**TASK SET**
1: According to the sickle cell abstract, when was the Haemoglobinopathies Trials Register most recently searched?
2: Pick up the sickle cell abstract after its final sentence and continue writing it.

**TEXT PASSAGE**
*** Block opens ***

Drugs for preventing red blood cell dehydration in people with sickle cell disease.Cochrane Database Syst Rev 2007; (4):CD003426CD
Sickle cell disease is an inherited disorder of haemoglobin, which results in abnormal red blood cells. These can deform and cause blockages in blood vessels, leading to acute crises such as pain; stroke and splenic sequestration; and chronic organ and tissue damage. Recently research has begun to focus on therapies which prevent the red blood cells deforming by reducing the loss of water and ions from the cells. However, little is known about the effectiveness and safety of such drugs.
To assess the relative risks and benefits of drugs which aim to prevent sickle cell-related crises by reducing red blood cell dehydration.
We searched the Cochrane Cystic Fibrosis and Genetic Disorders Group's Haemoglobinopathies Trials Register which comprises of references identified from comprehensive electronic database searches and handsearches of relevant journals and abstract books of conference proceedings. Date of the most recent search of the Group's Haemoglobinopathies Trials Register: November 2006.

*** Block closes ***

**DATASET CONTENT**
*** Block opens ***

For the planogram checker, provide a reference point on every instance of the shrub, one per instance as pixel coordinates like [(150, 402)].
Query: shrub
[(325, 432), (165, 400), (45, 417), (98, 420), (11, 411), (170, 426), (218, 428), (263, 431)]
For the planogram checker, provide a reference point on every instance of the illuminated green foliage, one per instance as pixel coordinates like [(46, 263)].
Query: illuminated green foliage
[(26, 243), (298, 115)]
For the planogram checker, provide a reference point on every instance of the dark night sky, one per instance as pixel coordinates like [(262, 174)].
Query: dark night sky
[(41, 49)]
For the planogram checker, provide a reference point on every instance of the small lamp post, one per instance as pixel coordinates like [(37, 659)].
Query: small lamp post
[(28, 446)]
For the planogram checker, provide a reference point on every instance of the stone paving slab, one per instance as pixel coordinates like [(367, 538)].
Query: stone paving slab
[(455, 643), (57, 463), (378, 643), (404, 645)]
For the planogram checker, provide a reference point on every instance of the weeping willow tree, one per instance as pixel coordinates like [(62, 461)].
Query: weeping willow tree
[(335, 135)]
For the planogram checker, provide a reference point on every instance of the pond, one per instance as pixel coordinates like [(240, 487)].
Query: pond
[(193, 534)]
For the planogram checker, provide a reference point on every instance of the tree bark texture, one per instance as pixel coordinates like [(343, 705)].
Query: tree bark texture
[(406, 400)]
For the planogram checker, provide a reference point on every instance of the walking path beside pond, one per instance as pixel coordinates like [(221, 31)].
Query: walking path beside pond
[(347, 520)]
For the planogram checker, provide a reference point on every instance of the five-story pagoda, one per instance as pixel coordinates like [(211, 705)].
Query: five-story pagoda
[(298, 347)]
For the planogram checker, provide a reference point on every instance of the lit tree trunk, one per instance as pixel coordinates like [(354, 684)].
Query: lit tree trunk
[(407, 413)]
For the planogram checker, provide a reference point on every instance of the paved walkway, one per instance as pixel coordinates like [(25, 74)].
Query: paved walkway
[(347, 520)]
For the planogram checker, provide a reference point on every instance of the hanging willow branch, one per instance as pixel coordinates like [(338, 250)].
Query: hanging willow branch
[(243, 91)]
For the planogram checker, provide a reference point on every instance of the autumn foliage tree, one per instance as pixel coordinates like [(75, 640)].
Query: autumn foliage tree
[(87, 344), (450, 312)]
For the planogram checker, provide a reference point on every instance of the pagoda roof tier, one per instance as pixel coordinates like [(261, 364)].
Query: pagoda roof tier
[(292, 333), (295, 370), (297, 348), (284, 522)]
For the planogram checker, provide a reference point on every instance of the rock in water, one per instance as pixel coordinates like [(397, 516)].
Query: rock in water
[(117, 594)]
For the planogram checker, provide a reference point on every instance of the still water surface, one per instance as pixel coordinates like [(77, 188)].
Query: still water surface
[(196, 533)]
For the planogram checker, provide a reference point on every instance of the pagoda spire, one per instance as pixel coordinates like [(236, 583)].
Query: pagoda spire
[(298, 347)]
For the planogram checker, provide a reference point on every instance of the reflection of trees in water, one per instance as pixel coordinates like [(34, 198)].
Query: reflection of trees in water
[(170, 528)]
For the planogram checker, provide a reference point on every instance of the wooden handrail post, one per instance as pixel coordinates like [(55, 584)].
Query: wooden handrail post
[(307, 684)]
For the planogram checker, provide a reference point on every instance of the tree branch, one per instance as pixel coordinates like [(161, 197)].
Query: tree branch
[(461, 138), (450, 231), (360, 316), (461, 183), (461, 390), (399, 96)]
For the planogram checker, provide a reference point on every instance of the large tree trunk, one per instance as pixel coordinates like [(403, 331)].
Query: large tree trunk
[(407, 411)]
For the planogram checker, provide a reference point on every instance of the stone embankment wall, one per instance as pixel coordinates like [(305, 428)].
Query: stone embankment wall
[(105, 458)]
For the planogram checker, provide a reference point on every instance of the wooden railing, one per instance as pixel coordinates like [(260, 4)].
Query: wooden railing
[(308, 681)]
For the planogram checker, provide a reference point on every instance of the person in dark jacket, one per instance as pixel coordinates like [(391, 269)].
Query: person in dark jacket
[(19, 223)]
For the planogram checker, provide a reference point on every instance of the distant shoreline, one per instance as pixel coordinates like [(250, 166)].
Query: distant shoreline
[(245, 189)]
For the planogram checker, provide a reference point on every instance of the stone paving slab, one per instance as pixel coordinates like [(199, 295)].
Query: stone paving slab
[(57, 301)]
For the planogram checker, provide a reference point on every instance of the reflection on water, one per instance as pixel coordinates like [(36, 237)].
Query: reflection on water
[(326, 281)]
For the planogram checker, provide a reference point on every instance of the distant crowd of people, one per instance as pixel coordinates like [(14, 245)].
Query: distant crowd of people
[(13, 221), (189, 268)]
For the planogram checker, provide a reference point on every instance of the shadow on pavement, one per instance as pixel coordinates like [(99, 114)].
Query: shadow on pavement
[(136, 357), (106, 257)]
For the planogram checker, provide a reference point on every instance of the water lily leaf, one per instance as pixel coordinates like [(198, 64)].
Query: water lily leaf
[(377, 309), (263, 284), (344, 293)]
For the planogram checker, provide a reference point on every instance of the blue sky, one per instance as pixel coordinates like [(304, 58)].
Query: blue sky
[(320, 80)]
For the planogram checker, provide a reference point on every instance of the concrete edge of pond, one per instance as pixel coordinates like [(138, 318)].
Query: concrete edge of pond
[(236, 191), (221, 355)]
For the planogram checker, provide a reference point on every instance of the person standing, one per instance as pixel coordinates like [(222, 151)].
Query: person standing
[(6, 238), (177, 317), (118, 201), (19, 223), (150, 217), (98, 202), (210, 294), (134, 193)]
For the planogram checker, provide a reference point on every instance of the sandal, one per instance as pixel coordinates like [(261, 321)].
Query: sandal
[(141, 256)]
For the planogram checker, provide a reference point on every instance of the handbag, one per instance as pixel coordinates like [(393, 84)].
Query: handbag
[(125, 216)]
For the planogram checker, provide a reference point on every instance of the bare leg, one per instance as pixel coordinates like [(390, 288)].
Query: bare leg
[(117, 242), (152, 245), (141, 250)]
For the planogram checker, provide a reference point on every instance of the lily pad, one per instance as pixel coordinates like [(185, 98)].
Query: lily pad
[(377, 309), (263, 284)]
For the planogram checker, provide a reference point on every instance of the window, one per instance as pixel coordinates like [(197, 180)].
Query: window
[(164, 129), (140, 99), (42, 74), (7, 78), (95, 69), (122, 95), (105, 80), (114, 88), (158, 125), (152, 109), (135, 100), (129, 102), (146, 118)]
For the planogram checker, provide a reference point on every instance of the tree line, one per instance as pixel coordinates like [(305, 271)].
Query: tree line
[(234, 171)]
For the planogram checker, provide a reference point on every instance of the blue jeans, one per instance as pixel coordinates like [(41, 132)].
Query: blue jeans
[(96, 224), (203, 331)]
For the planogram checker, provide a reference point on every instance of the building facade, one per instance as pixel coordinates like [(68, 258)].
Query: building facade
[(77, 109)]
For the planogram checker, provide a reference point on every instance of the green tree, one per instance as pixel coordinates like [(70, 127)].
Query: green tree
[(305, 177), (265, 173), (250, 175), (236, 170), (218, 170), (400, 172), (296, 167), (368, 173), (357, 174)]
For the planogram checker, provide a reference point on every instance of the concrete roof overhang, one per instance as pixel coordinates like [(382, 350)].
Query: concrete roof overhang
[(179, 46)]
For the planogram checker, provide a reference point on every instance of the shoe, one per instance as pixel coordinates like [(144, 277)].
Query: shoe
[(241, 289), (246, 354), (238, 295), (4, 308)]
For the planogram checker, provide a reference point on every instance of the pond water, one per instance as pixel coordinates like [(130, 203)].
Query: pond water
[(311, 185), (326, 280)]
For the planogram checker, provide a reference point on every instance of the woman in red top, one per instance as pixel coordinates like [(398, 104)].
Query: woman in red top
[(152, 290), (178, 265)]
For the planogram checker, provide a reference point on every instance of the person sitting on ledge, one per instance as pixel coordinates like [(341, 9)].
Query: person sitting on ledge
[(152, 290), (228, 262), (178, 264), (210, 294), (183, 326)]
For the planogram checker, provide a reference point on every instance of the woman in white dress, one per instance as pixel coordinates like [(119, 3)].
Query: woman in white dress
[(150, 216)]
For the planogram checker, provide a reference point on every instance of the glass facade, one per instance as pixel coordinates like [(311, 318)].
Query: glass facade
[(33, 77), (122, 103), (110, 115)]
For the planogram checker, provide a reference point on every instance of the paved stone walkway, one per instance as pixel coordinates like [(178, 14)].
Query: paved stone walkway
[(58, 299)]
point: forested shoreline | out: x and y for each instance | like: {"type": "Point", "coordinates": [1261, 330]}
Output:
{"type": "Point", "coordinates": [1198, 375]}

*** Block closes ***

**RESPONSES FOR EACH TASK**
1: November 2006

2:
Randomised or quasi-randomised controlled trials of drugs which aim to prevent sickle cell crises by reducing red cell dehydration, compared to placebo or an alternative treatment.
DATA COLLECTION AND ANALYSIS
Both authors independently selected studies for inclusion, assessed study quality and extracted data from the included studies.
Of the 39 studies identified, one met the inclusion criteria. This study tested the effectiveness of zinc sulphate to prevent sickle cell-related crises in a total of 145 participants and showed a significant reduction in the total number of pain, haemolytic, aplastic and sequestration crises over one and a half years, WMD -2.83 (95% CI -3.51 to -2.15). However, our analysis was limited by non-reporting of standard deviations for some data. Changes to red cell parameters and blood counts were inconsistent. No serious adverse events were noted in the study.